Instructions:
a) Reproduce the VoCA newsletter word for word from "Look out for" to "NY and London.".
b) According to the VoCA newsletter, on what page of the new issue of Border Crossings does the review of Body: New Art from the UK appear?

Selection:

..........

VoCA September 8, 2006

View on Canadian Art

– 1. LOVED
– 2. LOATHED
– 3. RECENTLY NOTICED
– 4. 5 THINGS TORONTO
– 5. 5 THINGS VANCOUVER
– 6. 5 THINGS MONTREAL
– 7. NUIT BLANCHE: TOP PICKS


Welcome to View on Canadian Art!

Have you bookmarked this page yet? Please do!

Now officially in our second year, we have moved ourselves onto this blog, for easier access
We’ll be updating regularly with recommended exhibitons, events, openings, artists, galleries etc. in Toronto, Vancouver and Montreal, with periodic news from Calgary, Winnipeg, Ottawa, Halifax and wherever else there are worthwhile things happening in the Canadian art world.

This month we begin by offering our top five things to see and do in Montreal, Vancouver and Toronto. We give you the low down on Nuit Blanche Toronto on Sept. 30 - if you see any art that night, these are the must-sees!

Look out for my review of Body: New Art from the UK in the new issue of Border Crossings (page 123)

Oh, also I’m looking to write a column…so if you hear of anything…

And next month expect a report from NY and London.

With very best wishes,

Andrea

1. LOVED:
The Power Plant summer show – The Power Plant contemporary art gallery in Toronto was “All Free All Summer”, prompting a dramatic increase in attendance. (Finally! They have the right idea!) Annie Pootoogook’s exhibition of drawings of contemporary Inuit life was a colourful, careful mixture of traditional and western living; outpost camp life peppered with images of ATM machines, social services office and television.

Also on view was a documentary interview with Annie. In it, Annie talks about how she enjoys drawing and how she is grateful to be able to make her art. She says that she just draws what she sees.

Annie seemed rather unfortunate. Entirely immune to today’s art world where young artists are bred to be art stars,and where there is so much ambition that it often seems to be all about who you know.

The artist was cast in a romantic light, reaffirming the image of the Inuit whose culture is being eroded. Question: Is this problematic – in an art gallery?

Paul Butler’s Collage Party at MoCCA – We went, we saw, we collaged. There were long tables set up, covered with magazines, scissors, glue sticks and blank paper. People were busy cutting and pasting – it was a fantastic communal art experience – a signal that art is everything, everywhere and we are all creative..

I think that when art enters the market, it should be rooted in history or explore a fundamental aspect of human nature, but art as pure creativity can be fun, and broadens the mind.

..........

Image point annotation entries
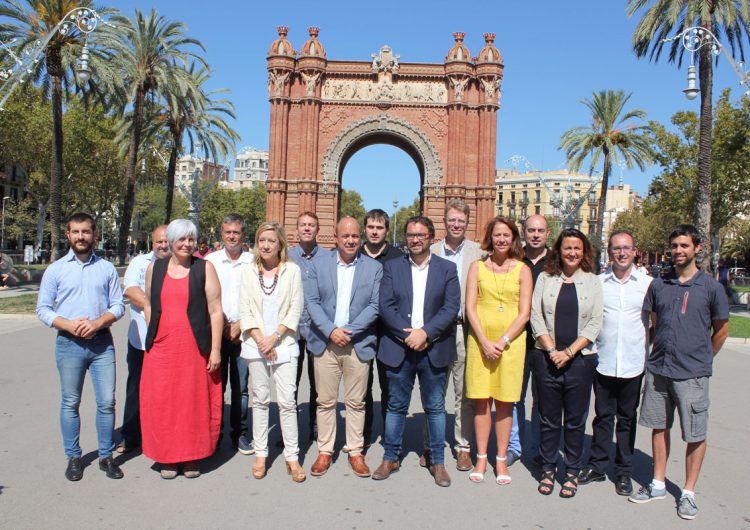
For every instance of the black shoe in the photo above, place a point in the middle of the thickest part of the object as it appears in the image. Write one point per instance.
(110, 467)
(623, 485)
(74, 471)
(588, 475)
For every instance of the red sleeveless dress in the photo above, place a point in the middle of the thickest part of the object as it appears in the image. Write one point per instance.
(180, 401)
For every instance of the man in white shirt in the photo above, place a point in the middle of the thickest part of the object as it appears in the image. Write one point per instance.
(622, 346)
(229, 263)
(135, 290)
(461, 251)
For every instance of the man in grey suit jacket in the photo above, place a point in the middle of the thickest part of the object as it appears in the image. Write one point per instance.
(461, 251)
(341, 292)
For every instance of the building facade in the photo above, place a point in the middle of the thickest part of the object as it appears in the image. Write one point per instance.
(250, 166)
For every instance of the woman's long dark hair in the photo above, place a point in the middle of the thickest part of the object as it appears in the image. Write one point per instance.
(553, 267)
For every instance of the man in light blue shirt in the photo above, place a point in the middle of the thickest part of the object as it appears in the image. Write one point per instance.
(135, 290)
(87, 292)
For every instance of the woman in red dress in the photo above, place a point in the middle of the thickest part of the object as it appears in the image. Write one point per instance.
(181, 397)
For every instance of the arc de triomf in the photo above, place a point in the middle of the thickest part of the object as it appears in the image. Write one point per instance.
(443, 115)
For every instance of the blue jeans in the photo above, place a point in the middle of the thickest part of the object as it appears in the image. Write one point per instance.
(74, 357)
(518, 431)
(432, 382)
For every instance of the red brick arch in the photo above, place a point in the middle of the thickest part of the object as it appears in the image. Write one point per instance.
(322, 112)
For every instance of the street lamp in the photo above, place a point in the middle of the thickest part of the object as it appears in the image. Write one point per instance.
(693, 39)
(83, 20)
(2, 230)
(395, 213)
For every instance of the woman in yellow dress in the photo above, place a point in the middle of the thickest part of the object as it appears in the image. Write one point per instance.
(498, 302)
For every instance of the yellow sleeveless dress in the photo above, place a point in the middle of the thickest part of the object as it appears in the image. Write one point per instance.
(500, 379)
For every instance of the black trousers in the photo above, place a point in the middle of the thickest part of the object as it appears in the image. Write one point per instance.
(234, 372)
(564, 398)
(615, 397)
(312, 407)
(131, 420)
(369, 407)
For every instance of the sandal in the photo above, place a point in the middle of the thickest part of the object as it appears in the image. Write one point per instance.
(297, 472)
(259, 468)
(168, 471)
(476, 476)
(191, 469)
(568, 492)
(546, 488)
(502, 480)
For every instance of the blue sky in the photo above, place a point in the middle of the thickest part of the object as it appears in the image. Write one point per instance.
(555, 54)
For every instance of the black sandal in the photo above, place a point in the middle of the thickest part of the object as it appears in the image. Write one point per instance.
(568, 492)
(547, 488)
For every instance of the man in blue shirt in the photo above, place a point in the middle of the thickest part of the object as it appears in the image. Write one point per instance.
(685, 307)
(87, 292)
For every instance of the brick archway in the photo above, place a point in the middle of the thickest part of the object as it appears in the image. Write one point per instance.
(322, 112)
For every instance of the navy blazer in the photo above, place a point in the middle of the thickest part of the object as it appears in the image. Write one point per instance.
(321, 289)
(441, 305)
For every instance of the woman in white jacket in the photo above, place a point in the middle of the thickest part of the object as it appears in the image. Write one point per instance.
(271, 303)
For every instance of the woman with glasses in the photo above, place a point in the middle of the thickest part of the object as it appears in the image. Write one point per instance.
(498, 300)
(566, 316)
(270, 308)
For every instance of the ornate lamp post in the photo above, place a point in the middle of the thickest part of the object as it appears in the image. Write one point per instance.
(693, 39)
(2, 230)
(83, 20)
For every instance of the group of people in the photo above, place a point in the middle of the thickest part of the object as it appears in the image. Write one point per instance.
(491, 317)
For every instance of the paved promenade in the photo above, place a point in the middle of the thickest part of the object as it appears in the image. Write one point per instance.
(35, 494)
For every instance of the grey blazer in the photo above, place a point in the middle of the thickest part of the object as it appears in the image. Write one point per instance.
(471, 253)
(321, 288)
(590, 307)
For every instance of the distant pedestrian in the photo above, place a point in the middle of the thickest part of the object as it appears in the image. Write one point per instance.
(80, 296)
(690, 316)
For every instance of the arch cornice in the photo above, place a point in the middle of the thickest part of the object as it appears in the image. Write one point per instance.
(377, 125)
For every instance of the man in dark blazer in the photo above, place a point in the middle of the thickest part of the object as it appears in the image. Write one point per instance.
(341, 294)
(419, 303)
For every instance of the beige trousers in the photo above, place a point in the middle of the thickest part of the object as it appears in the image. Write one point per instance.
(334, 363)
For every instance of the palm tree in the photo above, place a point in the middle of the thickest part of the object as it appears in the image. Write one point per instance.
(152, 54)
(29, 24)
(200, 116)
(609, 136)
(665, 18)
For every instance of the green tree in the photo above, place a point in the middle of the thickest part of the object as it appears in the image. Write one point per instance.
(609, 137)
(32, 21)
(152, 53)
(665, 18)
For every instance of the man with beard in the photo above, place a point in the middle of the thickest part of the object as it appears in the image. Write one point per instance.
(690, 317)
(135, 290)
(80, 296)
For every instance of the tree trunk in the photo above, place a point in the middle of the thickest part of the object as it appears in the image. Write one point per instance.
(603, 200)
(171, 169)
(131, 176)
(703, 202)
(56, 170)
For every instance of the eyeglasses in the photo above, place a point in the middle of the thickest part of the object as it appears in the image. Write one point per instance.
(624, 250)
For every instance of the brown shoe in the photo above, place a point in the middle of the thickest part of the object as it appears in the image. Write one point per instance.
(359, 466)
(463, 461)
(425, 460)
(440, 474)
(321, 465)
(385, 469)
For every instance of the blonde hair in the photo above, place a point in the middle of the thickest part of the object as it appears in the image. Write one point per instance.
(280, 235)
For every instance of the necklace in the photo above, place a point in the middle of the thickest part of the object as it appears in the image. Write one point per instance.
(268, 289)
(500, 292)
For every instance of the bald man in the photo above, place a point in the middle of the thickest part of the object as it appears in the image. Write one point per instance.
(341, 295)
(535, 233)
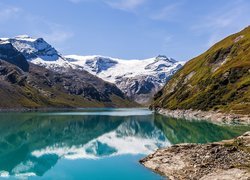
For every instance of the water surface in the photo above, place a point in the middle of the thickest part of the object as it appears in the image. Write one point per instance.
(94, 143)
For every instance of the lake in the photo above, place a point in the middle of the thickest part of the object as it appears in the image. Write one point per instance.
(94, 144)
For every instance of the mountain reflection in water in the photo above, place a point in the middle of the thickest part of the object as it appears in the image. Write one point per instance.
(32, 143)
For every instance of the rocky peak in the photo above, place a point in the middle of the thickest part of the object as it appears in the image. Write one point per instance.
(10, 54)
(99, 64)
(164, 58)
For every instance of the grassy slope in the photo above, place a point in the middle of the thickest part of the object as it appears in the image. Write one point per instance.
(218, 79)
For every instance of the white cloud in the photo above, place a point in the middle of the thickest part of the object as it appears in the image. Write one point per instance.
(126, 5)
(166, 13)
(229, 19)
(7, 13)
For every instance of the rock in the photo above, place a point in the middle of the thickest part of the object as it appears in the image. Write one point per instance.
(223, 160)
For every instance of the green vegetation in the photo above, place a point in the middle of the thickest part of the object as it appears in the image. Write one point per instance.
(218, 79)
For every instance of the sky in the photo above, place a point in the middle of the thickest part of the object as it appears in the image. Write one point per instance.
(128, 29)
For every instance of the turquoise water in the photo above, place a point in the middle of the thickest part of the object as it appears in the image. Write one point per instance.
(94, 144)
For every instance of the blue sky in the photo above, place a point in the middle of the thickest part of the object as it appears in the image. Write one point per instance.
(128, 29)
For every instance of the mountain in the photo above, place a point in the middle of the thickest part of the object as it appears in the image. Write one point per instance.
(26, 85)
(218, 79)
(38, 51)
(11, 55)
(138, 79)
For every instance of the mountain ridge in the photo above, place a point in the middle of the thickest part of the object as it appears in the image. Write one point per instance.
(216, 80)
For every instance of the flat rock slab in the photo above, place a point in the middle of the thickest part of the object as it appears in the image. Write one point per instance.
(222, 160)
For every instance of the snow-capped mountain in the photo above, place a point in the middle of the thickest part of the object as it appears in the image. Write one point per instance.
(138, 79)
(38, 51)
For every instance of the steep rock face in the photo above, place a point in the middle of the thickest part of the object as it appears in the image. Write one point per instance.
(138, 79)
(43, 88)
(53, 81)
(12, 55)
(218, 79)
(38, 51)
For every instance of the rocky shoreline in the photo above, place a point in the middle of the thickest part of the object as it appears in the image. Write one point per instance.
(229, 159)
(213, 116)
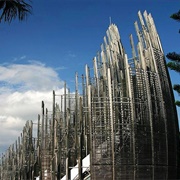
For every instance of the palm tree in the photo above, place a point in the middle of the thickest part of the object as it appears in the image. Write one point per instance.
(10, 9)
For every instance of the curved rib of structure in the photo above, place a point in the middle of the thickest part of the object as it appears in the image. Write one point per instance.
(123, 119)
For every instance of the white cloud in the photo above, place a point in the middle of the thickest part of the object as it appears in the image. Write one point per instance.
(31, 76)
(22, 89)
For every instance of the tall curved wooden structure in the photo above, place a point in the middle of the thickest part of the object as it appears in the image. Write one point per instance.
(121, 117)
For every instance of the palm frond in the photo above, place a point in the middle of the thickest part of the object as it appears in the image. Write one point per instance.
(14, 8)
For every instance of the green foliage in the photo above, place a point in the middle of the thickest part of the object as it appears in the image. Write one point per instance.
(174, 58)
(11, 9)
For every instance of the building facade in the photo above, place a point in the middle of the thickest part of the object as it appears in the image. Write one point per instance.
(121, 122)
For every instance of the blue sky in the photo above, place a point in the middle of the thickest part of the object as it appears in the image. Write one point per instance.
(58, 39)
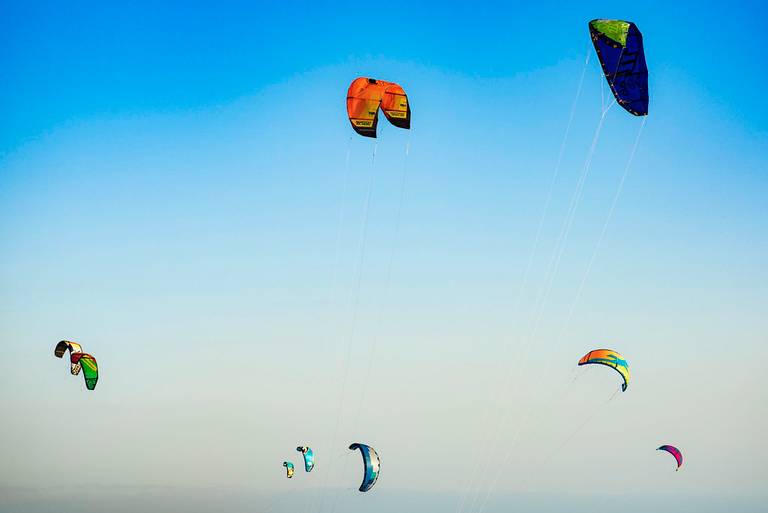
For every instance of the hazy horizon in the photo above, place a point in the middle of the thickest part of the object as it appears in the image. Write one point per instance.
(183, 195)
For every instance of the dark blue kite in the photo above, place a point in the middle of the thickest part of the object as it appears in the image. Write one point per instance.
(619, 45)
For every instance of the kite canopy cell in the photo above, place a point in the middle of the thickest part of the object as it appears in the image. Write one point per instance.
(366, 96)
(619, 46)
(674, 451)
(90, 368)
(371, 465)
(73, 347)
(309, 457)
(610, 358)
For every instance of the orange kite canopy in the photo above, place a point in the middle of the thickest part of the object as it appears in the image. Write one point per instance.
(366, 95)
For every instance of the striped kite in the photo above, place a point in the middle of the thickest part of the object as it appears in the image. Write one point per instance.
(611, 359)
(364, 98)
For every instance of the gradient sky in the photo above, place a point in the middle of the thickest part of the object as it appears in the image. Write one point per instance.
(175, 195)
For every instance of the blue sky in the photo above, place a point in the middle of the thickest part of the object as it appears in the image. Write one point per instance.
(175, 196)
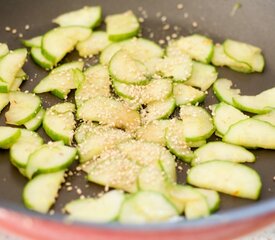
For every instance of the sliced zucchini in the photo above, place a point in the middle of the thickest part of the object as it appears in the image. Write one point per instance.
(4, 49)
(51, 157)
(33, 42)
(225, 116)
(268, 117)
(59, 122)
(158, 110)
(87, 16)
(259, 104)
(153, 132)
(186, 94)
(198, 47)
(59, 41)
(26, 144)
(4, 100)
(94, 44)
(262, 136)
(192, 201)
(8, 136)
(221, 59)
(202, 76)
(139, 48)
(102, 209)
(23, 107)
(122, 26)
(212, 198)
(243, 52)
(175, 141)
(231, 178)
(109, 111)
(10, 64)
(35, 122)
(39, 194)
(146, 207)
(135, 73)
(224, 92)
(40, 59)
(100, 139)
(114, 169)
(97, 83)
(83, 131)
(197, 123)
(222, 151)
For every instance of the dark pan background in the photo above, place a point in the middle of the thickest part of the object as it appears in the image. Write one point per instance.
(252, 23)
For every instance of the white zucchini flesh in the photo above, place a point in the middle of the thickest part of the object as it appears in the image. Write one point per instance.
(262, 136)
(103, 209)
(50, 157)
(231, 178)
(94, 44)
(198, 123)
(222, 151)
(59, 122)
(224, 92)
(23, 107)
(8, 136)
(40, 193)
(202, 76)
(134, 73)
(59, 41)
(109, 111)
(114, 169)
(261, 103)
(27, 143)
(146, 206)
(225, 116)
(99, 139)
(87, 17)
(122, 26)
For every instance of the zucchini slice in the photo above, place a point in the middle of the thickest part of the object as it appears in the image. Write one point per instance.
(225, 116)
(198, 47)
(40, 193)
(10, 64)
(146, 206)
(59, 41)
(109, 111)
(59, 122)
(227, 177)
(102, 209)
(261, 103)
(221, 59)
(202, 76)
(87, 16)
(93, 45)
(8, 136)
(122, 26)
(26, 144)
(222, 151)
(35, 122)
(197, 123)
(186, 94)
(23, 107)
(51, 157)
(99, 139)
(262, 136)
(134, 73)
(224, 92)
(243, 52)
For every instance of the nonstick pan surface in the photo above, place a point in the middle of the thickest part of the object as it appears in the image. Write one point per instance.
(253, 23)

..........

Task-by-task solutions:
a)
Look out for my review of Body: New Art from the UK in the new issue of Border Crossings (page 123)

Oh, also I’m looking to write a column…so if you hear of anything…

And next month expect a report from NY and London.

b) Page 123.